*AUFGABENSTELLUNG*:
Beantworte bitte anhand des Textes über Qualzucht bei Kaninchen die folgenden Fragen:
1. Welche drei Merkmale von Kaninchen sollen laut Text als „Qualzucht“ eingestuft werden?
2. Bis zu welchem Jahr gab es laut Text keine repräsentative Studie, die einen Beweis für eine Krankheit bei Widderkaninchen auf Grund eines phänotypischen Merkmales lieferte?
3. Die Experten welcher Gesellschaft bemühen laut Text die Philosophie für ihre Evidenz-Definition?

*TEXT ZUR DURCHSICHT*:
'''
03/11/2024
Das hauptsächliche Anliegen von vielen Tierschützern, Tierärzten und anderen Beteiligten an den „Qualzuchtkampagnen“ ist, bestimmte phänotypische Merkmale von Kaninchen (nur um die geht es hier) als „Qualzucht“ einzustufen. Im Wesentlichen sind das:
- die Körpergröße (Zwerge)
- die Kopfform (kurz bzw. brachycephal)
- die Ohrform (hängend).
Ich habe in den letzten Jahren sehr viel Fachliteratur gelesen und kann mit einiger Sicherheit sagen, dass es bis 2024 keine repräsentative Studie gab, die eine Evidenz (einen Beweis) dafür lieferte, dass Widderkaninchen bevorzugt von einer Krankheit auf Grund eines phänotypischen Merkmales betroffen wären.
Die Anhänger der Qualzuchtthesen werden jetzt aufstöhnen und sagen, dass es NATÜRLICH unglaublich viele Quellen gibt, die das beweisen würden.
Ja, es gibt viele Studien zu den verschiedenen „Qualzucht“-Themen, aber keine, die einen Beweis liefern würde.
Begründet liegt das in den Studienmethoden, was natürlich auch die Experten der QUEN gGmbH wissen – hoffe ich jedenfalls. Sonst würden sie nicht die Philosophie für ihre Evidenz-Definition bemühen, die keinerlei Beweisführung benötigt. Es bleibt ihnen ja nichts anderes übrig. Nach dem Motto: „Man sieht doch, dass der Kopf viel zu kurz ist!“. Zack. Qualzucht. Verbieten.
'''
*ERFASSTE DATEN*:
'''
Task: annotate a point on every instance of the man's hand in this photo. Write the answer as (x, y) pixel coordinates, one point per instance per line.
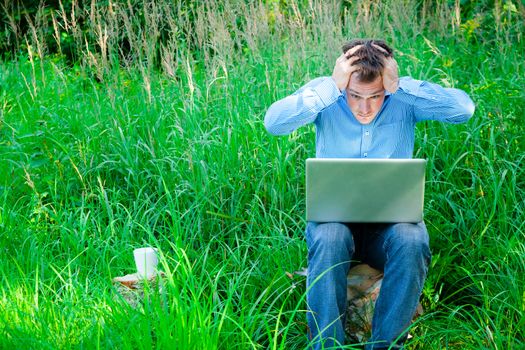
'''
*SCHRIFTLICHE LÖSUNG*:
1. Die Körpergröße (Zwerge), die Kopfform (kurz bzw. brachycephal) und die Ohrform (hängend).
2. Bis 2024.
3. Die Experten der QUEN gGmbH.